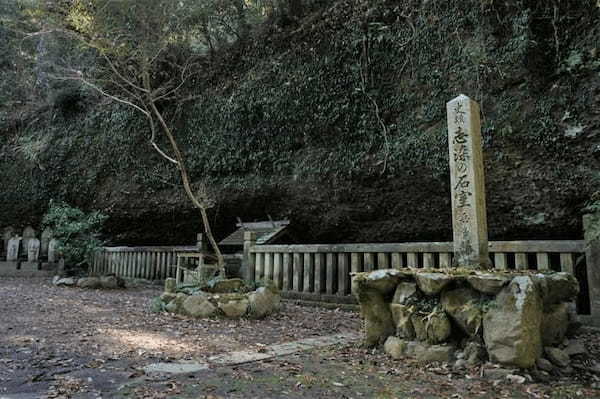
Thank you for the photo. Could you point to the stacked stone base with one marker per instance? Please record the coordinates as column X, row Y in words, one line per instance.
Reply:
column 228, row 298
column 514, row 319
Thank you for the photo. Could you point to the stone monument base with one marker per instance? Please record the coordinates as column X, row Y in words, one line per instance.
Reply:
column 512, row 318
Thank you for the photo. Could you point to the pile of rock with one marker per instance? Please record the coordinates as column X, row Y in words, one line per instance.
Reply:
column 106, row 282
column 514, row 319
column 229, row 298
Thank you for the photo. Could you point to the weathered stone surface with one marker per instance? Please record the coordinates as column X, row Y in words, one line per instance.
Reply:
column 401, row 315
column 438, row 327
column 111, row 282
column 433, row 283
column 575, row 348
column 557, row 287
column 555, row 324
column 370, row 290
column 512, row 328
column 544, row 364
column 383, row 281
column 461, row 306
column 170, row 285
column 557, row 356
column 497, row 373
column 404, row 292
column 474, row 353
column 426, row 353
column 489, row 284
column 419, row 322
column 262, row 302
column 395, row 347
column 198, row 306
column 224, row 286
column 234, row 308
column 66, row 281
column 167, row 297
column 89, row 282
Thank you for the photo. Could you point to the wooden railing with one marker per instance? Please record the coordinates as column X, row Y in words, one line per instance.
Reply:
column 326, row 268
column 150, row 263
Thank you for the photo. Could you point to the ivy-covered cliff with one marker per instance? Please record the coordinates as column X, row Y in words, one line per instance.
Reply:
column 336, row 120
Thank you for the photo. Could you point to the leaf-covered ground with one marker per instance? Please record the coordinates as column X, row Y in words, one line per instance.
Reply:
column 72, row 343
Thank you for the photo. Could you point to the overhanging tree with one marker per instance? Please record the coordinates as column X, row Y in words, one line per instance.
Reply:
column 146, row 58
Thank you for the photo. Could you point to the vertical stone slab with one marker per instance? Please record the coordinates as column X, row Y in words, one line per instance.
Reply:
column 343, row 274
column 320, row 268
column 469, row 221
column 248, row 266
column 309, row 273
column 33, row 250
column 298, row 272
column 7, row 234
column 28, row 234
column 45, row 242
column 12, row 252
column 591, row 234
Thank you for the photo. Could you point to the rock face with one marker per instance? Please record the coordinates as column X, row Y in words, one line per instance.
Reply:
column 405, row 292
column 262, row 302
column 198, row 306
column 512, row 328
column 461, row 306
column 401, row 314
column 488, row 284
column 555, row 323
column 89, row 282
column 371, row 290
column 433, row 283
column 234, row 308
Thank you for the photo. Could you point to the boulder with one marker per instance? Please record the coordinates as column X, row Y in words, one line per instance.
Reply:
column 198, row 306
column 395, row 347
column 438, row 327
column 474, row 353
column 404, row 292
column 167, row 297
column 401, row 315
column 433, row 283
column 544, row 364
column 65, row 281
column 89, row 282
column 110, row 282
column 234, row 308
column 425, row 353
column 489, row 284
column 262, row 302
column 384, row 281
column 555, row 323
column 512, row 327
column 225, row 286
column 371, row 290
column 575, row 348
column 419, row 322
column 557, row 287
column 461, row 304
column 170, row 285
column 557, row 356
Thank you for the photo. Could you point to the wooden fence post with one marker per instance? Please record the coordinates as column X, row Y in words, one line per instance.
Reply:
column 248, row 259
column 591, row 231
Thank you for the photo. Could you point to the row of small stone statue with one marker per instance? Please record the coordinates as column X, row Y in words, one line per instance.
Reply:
column 36, row 249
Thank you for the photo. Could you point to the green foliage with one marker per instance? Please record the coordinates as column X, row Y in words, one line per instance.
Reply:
column 77, row 232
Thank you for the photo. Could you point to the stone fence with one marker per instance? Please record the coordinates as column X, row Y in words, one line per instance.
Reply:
column 24, row 254
column 323, row 272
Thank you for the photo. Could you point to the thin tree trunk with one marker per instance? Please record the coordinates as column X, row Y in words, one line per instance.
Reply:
column 186, row 183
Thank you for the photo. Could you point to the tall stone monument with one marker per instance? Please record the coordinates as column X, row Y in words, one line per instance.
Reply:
column 469, row 221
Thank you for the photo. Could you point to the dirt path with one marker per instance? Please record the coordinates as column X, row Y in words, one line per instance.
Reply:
column 72, row 343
+ + + +
Your goal: With the pictures omitted, restate every entry above word for word.

Expected answer:
Thank you for the photo. Could you point to the stacked stone base with one marker per instance? Please record the coordinates as column X, row Y in words, one line per instance.
Reply:
column 228, row 298
column 514, row 319
Thank you for the photo. Could you point to the stone monument base with one marker per instance? Please record the coordinates as column X, row Y in words, one line per instance.
Reply:
column 512, row 318
Thank you for the photo. Could you point to the pile of rock with one marker per instance? Please record the coordinates as column X, row Y in words, one line per instance.
Reply:
column 106, row 282
column 514, row 319
column 229, row 298
Thank you for the photo. Could you point to the weathered stone surface with one marker per instance? Please record the coordinates as column X, row Y in words, one line per instance.
Reply:
column 401, row 315
column 438, row 327
column 111, row 282
column 433, row 283
column 575, row 348
column 557, row 287
column 555, row 324
column 370, row 290
column 512, row 328
column 544, row 364
column 383, row 281
column 461, row 306
column 170, row 285
column 557, row 356
column 497, row 373
column 404, row 292
column 474, row 353
column 426, row 353
column 489, row 284
column 419, row 322
column 262, row 302
column 395, row 347
column 198, row 306
column 224, row 286
column 234, row 308
column 66, row 281
column 167, row 297
column 89, row 282
Thank you for the photo. Could you point to the wooden railing with one marker per instance? Please record the coordinates as column X, row Y in words, one line per instance.
Reply:
column 326, row 268
column 150, row 263
Thank you for the photo. Could you point to the ivy-covered cliff with one marker per instance? Please record the coordinates as column X, row Y in words, one line per instance.
Reply:
column 336, row 120
Thank you for the photo. Could you point to the leaf-covered ground with one marker per instance? Please record the coordinates as column X, row Y in words, one line per instance.
Reply:
column 72, row 343
Thank you for the photo. Could you point to the overhanging tree with one marker per instance? Please record the coordinates as column X, row Y in words, one line per instance.
Reply:
column 146, row 58
Thank you for the photo. Could you point to the vertical stone slab with one marker per instance? Please record the coordinates as column X, row Y in words, one line per instance.
Reply:
column 343, row 274
column 320, row 268
column 469, row 221
column 248, row 266
column 309, row 273
column 33, row 250
column 298, row 272
column 7, row 234
column 28, row 234
column 45, row 242
column 12, row 252
column 591, row 234
Thank you for the photo. Could you point to the rock face with one marker per instance? Please record the coordinates as column X, row Y in words, one line per instance.
Reply:
column 405, row 292
column 262, row 302
column 198, row 306
column 512, row 328
column 461, row 306
column 401, row 314
column 488, row 284
column 555, row 323
column 89, row 282
column 371, row 290
column 433, row 283
column 234, row 308
Thank you for the photo. Could you point to the boulder with one marker per instance? Please record the coordinates as column X, row Y in words, one line per instance.
Reply:
column 198, row 306
column 395, row 347
column 438, row 327
column 474, row 353
column 404, row 292
column 167, row 297
column 401, row 315
column 433, row 283
column 544, row 364
column 65, row 281
column 89, row 282
column 110, row 282
column 234, row 308
column 425, row 353
column 489, row 284
column 262, row 302
column 384, row 281
column 555, row 323
column 512, row 327
column 225, row 286
column 371, row 290
column 575, row 348
column 419, row 322
column 557, row 287
column 461, row 304
column 170, row 285
column 557, row 356
Thank you for the photo. Could you point to the wooden fence post with one marker per instance? Please record the coordinates as column X, row Y in words, one line per instance.
Reply:
column 248, row 259
column 591, row 231
Thank you for the photo. Could you point to the row of small stone statue with one marker per instance? Please record the coordinates as column X, row Y in words, one line per instance.
Reply:
column 36, row 249
Thank you for the photo. Could you point to the green foliage with one marker per instance? Please record the coordinates as column X, row Y in words, one line per instance.
Reply:
column 77, row 232
Thank you for the photo. Could you point to the stone fence with one marker per instance? Please record the coordinates as column X, row Y in words, one line per instance.
Reply:
column 24, row 254
column 323, row 272
Thank you for the photo. Could you point to the thin tree trunk with one marker per instance? Please record the coordinates as column X, row Y in words, one line per instance.
Reply:
column 186, row 183
Thank you for the photo. Could you point to the tall stone monument with one marker per instance? Please record the coordinates as column X, row Y in words, one line per instance.
Reply:
column 469, row 221
Thank you for the photo. Could you point to the dirt path with one marker per instance? Please record the coordinates as column X, row Y in words, one line per instance.
Reply:
column 72, row 343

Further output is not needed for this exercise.